YOUR TASK:
List every distinct function named in the patch reply below, giving each one only once.
* START SOURCE EXCERPT *
Re: [PATCH 6/7] perf/x86/intel/uncore: Fix uncore_box ref/unref ordering on CPU hotplug
From: Chen, Zide
Date: Wed May 13 2026 - 14:58:42 EST
On 5/13/2026 1:59 AM, Mi, Dapeng wrote:
>
> On 5/13/2026 7:30 AM, Zide Chen wrote:
>> In uncore_event_cpu_online(), uncore_box_ref() was called before
>> uncore_change_context(). uncore_box_ref() gates on box->cpu >= 0,
>> but box->cpu is still -1 at that point because uncore_change_context()
>> has not run yet. As a result, the box is never initialized on the
>> first CPU to come online in a die, leaving it permanently
>> uninitialized in the single-CPU-per-die case.
>>
>> Thus, cpu_refcnt is one count below the true value, and in the CPU
>> offline path, the box will be torn down on the second-to-last CPU.
>>
>> In uncore_event_cpu_offline(), uncore_box_unref() was called after
>> uncore_change_context(), so box->cpu is already -1 when the collector
>> CPU goes offline, which prevents it from tearing down the box.
>>
>> Fix by swapping the call order in both paths so that
>> uncore_box_{ref,unref}() runs at the point where box->cpu reflects
>> the correct context.
* END SOURCE EXCERPT *
* START PROVIDED DATA *
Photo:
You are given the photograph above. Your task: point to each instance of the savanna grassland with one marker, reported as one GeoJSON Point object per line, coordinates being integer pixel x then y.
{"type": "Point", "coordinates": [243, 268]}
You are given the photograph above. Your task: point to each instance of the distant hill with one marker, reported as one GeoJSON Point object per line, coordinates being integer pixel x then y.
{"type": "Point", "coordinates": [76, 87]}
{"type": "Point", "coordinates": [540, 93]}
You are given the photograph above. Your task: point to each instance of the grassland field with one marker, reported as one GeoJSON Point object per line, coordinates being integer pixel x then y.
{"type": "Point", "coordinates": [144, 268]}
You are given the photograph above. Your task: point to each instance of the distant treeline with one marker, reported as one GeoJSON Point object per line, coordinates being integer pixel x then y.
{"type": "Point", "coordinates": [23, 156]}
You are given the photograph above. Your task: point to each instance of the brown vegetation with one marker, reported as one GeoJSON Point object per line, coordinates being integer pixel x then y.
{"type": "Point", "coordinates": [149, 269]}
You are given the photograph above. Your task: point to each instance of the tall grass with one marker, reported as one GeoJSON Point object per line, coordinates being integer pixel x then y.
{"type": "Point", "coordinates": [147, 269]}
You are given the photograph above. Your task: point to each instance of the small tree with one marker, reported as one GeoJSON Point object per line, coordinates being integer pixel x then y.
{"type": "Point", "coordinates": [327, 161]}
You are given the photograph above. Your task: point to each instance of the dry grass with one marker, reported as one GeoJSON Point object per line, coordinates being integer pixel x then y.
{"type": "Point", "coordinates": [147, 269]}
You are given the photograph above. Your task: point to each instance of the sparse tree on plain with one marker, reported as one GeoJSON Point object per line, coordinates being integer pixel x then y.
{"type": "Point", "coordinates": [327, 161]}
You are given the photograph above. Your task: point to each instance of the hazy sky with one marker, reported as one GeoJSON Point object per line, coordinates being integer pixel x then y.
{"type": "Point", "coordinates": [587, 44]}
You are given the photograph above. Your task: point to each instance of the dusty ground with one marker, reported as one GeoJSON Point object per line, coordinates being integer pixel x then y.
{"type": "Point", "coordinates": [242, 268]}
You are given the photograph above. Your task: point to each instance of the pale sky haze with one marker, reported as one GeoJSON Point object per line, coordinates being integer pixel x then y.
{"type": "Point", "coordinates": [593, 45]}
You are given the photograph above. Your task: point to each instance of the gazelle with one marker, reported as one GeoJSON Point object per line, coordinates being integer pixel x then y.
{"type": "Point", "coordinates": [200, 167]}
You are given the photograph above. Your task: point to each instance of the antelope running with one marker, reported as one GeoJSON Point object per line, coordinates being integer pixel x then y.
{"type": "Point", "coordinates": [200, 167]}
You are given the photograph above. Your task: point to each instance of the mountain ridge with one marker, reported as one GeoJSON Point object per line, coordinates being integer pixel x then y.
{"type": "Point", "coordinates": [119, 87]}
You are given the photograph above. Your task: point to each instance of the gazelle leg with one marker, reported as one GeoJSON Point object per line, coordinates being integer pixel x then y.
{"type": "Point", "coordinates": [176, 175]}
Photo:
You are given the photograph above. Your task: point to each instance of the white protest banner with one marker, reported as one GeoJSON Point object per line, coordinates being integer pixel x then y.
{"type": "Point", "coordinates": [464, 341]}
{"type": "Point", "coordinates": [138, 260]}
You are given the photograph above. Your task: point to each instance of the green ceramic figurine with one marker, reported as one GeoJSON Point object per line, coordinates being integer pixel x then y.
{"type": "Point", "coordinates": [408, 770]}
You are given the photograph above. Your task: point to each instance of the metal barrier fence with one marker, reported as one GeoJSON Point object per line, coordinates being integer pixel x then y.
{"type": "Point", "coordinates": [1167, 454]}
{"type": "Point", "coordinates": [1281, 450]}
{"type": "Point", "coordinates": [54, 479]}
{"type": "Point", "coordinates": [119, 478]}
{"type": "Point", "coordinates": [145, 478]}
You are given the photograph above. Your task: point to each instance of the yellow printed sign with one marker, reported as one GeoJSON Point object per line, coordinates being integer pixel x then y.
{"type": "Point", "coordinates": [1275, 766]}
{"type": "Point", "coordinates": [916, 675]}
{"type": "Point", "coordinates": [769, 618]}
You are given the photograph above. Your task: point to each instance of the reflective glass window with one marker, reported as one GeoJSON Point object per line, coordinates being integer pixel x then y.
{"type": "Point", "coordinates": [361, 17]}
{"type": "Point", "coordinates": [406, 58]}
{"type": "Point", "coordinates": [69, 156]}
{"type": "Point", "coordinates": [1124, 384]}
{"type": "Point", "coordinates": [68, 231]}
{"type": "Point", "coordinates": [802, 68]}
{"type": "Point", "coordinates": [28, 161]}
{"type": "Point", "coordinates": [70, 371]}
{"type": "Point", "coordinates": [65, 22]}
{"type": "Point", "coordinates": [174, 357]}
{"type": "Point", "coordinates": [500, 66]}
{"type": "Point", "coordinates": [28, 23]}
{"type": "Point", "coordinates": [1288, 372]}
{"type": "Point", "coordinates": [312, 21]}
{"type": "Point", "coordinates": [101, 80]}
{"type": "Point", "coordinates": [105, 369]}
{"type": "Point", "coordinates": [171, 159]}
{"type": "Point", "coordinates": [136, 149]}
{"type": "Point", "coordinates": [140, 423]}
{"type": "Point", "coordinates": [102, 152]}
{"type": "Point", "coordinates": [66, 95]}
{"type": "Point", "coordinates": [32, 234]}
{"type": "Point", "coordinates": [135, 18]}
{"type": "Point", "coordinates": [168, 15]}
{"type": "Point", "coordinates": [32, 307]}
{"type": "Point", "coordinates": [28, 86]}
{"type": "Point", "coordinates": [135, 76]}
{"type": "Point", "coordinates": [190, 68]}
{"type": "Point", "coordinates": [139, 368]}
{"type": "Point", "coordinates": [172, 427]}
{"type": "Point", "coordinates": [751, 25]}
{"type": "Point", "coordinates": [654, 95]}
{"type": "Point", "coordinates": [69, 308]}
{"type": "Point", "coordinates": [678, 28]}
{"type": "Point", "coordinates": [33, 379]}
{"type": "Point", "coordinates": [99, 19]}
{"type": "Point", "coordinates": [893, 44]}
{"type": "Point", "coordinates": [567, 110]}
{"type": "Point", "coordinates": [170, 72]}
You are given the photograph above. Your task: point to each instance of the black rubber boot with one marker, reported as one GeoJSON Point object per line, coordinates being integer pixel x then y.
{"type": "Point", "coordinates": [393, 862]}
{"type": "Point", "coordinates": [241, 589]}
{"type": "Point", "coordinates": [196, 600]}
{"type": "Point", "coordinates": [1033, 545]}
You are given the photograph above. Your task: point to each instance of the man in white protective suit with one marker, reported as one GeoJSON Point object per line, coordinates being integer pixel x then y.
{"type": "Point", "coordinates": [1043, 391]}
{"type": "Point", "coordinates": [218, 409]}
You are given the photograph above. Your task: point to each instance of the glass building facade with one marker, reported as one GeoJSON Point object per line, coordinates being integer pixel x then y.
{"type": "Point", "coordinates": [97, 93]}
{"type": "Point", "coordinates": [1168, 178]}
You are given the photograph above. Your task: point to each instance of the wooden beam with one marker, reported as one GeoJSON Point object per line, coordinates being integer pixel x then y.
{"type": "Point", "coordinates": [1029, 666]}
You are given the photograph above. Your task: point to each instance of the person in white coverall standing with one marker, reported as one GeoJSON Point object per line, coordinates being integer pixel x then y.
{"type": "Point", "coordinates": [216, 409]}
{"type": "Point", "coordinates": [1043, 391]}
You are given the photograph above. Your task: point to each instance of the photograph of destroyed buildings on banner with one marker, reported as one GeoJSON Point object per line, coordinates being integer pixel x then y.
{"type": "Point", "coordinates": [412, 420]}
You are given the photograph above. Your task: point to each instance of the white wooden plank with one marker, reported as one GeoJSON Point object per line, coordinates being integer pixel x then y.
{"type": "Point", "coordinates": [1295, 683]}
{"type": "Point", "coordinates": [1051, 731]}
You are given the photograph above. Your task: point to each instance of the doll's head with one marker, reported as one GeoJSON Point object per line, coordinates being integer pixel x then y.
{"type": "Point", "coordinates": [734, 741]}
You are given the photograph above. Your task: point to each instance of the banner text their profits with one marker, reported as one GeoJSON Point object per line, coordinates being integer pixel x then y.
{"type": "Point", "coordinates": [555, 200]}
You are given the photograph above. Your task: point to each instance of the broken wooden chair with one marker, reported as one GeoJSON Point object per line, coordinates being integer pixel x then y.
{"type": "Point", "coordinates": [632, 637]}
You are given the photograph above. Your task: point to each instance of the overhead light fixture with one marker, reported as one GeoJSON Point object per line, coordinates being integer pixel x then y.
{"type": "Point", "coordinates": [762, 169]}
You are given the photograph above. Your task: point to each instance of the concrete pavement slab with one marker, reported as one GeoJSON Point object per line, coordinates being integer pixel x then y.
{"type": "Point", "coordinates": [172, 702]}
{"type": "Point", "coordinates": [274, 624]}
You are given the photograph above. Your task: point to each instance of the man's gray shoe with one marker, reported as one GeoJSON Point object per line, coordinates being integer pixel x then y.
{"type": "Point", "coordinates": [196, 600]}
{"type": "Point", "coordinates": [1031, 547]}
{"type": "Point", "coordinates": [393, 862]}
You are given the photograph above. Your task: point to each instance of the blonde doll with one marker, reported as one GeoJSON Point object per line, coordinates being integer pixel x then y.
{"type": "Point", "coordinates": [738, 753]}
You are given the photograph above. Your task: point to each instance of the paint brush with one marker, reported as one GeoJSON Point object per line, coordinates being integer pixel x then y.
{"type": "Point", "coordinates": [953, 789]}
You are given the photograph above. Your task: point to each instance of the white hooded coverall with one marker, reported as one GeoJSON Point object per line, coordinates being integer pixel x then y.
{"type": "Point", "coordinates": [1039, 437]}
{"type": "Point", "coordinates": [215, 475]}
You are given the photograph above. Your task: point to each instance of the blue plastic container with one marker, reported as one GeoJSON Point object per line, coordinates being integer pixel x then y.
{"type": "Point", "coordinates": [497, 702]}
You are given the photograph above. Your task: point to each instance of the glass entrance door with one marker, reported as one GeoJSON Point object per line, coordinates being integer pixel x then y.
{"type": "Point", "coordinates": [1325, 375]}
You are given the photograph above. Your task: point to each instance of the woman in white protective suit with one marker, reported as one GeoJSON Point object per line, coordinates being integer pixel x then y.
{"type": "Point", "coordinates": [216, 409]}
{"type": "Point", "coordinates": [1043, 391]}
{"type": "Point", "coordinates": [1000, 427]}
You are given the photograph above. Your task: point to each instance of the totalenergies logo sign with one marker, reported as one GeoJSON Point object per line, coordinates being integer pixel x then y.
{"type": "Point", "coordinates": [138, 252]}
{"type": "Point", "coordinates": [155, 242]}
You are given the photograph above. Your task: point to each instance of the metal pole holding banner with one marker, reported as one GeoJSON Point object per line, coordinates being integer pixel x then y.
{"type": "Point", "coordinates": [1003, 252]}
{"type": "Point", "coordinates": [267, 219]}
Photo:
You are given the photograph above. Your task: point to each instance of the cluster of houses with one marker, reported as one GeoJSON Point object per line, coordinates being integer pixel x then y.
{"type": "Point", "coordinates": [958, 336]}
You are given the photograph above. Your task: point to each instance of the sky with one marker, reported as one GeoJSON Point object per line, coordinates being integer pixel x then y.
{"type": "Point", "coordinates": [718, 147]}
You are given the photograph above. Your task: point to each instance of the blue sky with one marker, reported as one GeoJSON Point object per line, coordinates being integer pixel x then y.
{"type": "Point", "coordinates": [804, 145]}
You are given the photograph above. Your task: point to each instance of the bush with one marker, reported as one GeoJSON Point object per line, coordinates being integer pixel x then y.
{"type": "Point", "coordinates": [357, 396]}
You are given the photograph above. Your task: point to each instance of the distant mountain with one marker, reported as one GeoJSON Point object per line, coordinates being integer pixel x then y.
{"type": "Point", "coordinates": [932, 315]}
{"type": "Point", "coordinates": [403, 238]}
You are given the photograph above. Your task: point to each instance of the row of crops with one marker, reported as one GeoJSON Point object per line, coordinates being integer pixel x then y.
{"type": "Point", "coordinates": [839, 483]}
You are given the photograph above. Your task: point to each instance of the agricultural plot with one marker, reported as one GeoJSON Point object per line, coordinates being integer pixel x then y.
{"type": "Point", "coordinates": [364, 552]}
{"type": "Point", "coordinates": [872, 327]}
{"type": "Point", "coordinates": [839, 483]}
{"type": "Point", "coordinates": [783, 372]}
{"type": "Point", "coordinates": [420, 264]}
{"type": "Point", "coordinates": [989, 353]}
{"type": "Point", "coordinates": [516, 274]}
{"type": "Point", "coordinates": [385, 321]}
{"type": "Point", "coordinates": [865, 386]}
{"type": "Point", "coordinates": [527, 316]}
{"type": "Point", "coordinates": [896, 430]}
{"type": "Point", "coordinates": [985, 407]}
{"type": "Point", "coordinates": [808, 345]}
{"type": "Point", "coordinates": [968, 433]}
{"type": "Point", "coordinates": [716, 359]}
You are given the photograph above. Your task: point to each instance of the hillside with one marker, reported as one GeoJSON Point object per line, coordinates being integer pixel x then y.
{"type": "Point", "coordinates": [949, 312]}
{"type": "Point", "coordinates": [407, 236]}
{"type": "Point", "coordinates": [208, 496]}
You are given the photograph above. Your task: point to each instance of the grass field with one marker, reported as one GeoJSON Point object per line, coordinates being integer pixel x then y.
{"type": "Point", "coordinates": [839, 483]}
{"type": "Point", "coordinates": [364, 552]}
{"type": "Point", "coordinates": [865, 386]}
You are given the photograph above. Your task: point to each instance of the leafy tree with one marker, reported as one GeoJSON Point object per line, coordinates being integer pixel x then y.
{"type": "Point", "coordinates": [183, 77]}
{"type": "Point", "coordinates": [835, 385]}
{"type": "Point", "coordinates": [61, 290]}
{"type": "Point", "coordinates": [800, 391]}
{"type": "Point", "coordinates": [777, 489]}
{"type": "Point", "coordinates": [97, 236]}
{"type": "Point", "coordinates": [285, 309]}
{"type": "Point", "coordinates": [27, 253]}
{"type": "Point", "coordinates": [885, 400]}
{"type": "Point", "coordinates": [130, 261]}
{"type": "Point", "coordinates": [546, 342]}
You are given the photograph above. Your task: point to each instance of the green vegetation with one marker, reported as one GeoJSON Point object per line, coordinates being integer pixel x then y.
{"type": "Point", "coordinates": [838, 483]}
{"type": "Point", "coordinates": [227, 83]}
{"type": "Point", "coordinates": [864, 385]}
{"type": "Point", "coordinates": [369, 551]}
* END PROVIDED DATA *
EXERCISE RESULT:
uncore_event_cpu_online()
uncore_box_ref()
uncore_change_context()
uncore_event_cpu_offline()
uncore_box_unref()